:: TASK REQUIREMENTS ::
Reproduce word for word the part of the essay about MTV's "True Life" that opens with the words containing "Which brings me" and closes with "twice my age.".
-------- READING PASSAGE --------
Back in 1998, MTV premiered the TV series “True Life,” which featured a wide variety of stories with titles like “True Life: My Parents are Clowns” and “True Life: I’m On Crystal Meth.” Despite the crazy premise — which you would expect would have flamed out by now like a gossipy reality TV comet — the show is still running. Perhaps it’s our collective schadenfreude that keeps this show on the air. It’s hard to know.
Which brings me to this: I have a True Life confession of my own, worthy for an episode.
The title would be, “True Life: I’m Secretly A 65 Year Old Woman (In A 26 Year Old Body).” Not as startling or juicy as “True Life: I Live in a Brothel” or as generation-defining as “True Life: I’m Gay and Getting Married [to a person of the opposite sex].” But between working as a consultant for a company that specializes in retiree medical insurance and doing social media for a non-profit focused on end-of-life planning, I have a perspective on aging and dying that is, perhaps, better suited to someone twice my age.
-------- EXTRACTED INFORMATION --------
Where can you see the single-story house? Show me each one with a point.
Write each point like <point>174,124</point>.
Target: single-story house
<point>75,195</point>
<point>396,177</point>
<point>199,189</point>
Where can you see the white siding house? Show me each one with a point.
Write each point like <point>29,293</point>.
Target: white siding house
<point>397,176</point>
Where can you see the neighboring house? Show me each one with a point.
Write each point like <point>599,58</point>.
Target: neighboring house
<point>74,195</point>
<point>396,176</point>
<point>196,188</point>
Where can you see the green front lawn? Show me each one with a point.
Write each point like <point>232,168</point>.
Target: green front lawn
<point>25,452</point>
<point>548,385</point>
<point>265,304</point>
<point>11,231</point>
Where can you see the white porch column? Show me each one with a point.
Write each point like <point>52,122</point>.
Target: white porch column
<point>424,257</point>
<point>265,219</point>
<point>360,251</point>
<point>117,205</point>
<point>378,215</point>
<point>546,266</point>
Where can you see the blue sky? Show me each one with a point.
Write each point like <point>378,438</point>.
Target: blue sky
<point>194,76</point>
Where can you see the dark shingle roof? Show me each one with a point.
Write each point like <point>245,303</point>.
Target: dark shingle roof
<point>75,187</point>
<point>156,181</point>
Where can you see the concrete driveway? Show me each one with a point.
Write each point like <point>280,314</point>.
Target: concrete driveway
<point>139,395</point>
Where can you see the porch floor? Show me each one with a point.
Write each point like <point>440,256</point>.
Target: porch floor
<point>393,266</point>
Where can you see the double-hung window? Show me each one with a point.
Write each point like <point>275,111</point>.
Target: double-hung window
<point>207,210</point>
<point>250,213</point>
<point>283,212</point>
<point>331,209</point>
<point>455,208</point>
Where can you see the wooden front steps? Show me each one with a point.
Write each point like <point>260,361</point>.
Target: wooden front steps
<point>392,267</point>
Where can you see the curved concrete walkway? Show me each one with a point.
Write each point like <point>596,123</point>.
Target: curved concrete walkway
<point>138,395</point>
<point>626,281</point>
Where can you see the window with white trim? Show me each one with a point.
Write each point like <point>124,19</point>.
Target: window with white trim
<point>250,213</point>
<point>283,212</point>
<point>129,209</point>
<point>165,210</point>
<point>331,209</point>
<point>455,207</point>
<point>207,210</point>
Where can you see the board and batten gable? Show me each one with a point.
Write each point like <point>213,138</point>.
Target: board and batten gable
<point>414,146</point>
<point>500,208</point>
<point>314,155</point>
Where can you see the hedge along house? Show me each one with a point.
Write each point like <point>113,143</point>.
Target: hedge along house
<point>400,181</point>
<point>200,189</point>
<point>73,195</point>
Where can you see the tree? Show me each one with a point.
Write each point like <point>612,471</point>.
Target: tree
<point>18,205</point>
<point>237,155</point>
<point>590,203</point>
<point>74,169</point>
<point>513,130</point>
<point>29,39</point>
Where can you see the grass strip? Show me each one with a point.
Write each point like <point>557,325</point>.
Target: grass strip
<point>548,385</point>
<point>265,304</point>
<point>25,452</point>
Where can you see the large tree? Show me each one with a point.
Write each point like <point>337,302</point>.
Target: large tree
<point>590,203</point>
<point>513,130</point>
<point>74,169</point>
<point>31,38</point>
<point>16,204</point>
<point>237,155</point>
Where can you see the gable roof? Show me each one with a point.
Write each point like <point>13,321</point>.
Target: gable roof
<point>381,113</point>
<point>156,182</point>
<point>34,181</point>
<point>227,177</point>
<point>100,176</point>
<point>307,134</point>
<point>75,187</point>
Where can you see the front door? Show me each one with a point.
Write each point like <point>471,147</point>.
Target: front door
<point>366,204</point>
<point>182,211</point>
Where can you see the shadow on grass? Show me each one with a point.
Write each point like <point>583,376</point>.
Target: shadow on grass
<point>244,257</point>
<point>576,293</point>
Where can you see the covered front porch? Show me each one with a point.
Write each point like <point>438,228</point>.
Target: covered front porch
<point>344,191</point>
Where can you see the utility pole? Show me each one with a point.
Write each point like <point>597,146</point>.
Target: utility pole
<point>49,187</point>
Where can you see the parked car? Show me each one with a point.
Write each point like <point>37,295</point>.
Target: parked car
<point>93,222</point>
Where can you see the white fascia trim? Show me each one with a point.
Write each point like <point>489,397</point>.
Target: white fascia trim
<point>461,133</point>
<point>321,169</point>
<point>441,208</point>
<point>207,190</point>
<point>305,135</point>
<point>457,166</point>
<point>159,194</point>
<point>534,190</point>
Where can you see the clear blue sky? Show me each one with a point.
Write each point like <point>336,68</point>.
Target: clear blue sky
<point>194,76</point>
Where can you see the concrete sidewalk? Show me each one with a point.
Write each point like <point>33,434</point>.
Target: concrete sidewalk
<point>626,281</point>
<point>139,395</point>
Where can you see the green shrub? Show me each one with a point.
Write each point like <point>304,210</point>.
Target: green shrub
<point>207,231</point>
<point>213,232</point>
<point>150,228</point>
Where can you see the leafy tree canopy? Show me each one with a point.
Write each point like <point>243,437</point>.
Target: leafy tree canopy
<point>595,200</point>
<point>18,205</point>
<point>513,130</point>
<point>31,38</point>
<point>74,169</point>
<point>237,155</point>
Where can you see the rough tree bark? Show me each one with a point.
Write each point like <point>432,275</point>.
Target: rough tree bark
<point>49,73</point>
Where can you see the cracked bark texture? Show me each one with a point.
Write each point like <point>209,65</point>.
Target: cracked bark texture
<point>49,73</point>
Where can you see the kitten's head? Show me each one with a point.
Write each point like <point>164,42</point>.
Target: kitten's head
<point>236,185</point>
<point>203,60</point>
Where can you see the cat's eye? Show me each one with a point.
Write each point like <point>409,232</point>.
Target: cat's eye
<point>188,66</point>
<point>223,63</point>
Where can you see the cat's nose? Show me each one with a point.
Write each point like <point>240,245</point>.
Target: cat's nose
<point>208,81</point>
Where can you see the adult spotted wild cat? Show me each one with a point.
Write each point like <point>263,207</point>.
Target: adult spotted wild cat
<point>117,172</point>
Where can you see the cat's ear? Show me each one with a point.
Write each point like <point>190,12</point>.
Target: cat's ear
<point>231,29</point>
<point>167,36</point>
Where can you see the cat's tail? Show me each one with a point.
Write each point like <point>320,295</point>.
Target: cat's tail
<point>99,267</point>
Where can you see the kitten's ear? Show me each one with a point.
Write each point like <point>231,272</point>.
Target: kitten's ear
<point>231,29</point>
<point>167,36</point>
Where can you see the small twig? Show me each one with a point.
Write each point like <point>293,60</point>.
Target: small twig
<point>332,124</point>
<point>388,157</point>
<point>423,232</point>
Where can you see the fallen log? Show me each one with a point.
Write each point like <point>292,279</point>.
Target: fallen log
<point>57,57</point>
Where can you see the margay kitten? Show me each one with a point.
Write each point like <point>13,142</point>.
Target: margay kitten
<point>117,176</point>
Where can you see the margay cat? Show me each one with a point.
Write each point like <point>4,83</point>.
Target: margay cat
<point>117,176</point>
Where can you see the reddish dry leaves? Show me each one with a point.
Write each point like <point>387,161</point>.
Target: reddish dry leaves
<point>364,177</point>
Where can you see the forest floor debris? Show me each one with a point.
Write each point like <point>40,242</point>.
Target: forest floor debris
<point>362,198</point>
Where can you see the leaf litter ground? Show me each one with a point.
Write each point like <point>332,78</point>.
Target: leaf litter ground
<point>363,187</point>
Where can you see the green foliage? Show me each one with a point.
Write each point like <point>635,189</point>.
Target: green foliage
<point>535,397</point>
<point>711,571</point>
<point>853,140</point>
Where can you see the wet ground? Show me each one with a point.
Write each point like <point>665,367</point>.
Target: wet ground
--------
:: RESULT BELOW ::
Which brings me to this: I have a True Life confession of my own, worthy for an episode.
The title would be, “True Life: I’m Secretly A 65 Year Old Woman (In A 26 Year Old Body).” Not as startling or juicy as “True Life: I Live in a Brothel” or as generation-defining as “True Life: I’m Gay and Getting Married [to a person of the opposite sex].” But between working as a consultant for a company that specializes in retiree medical insurance and doing social media for a non-profit focused on end-of-life planning, I have a perspective on aging and dying that is, perhaps, better suited to someone twice my age.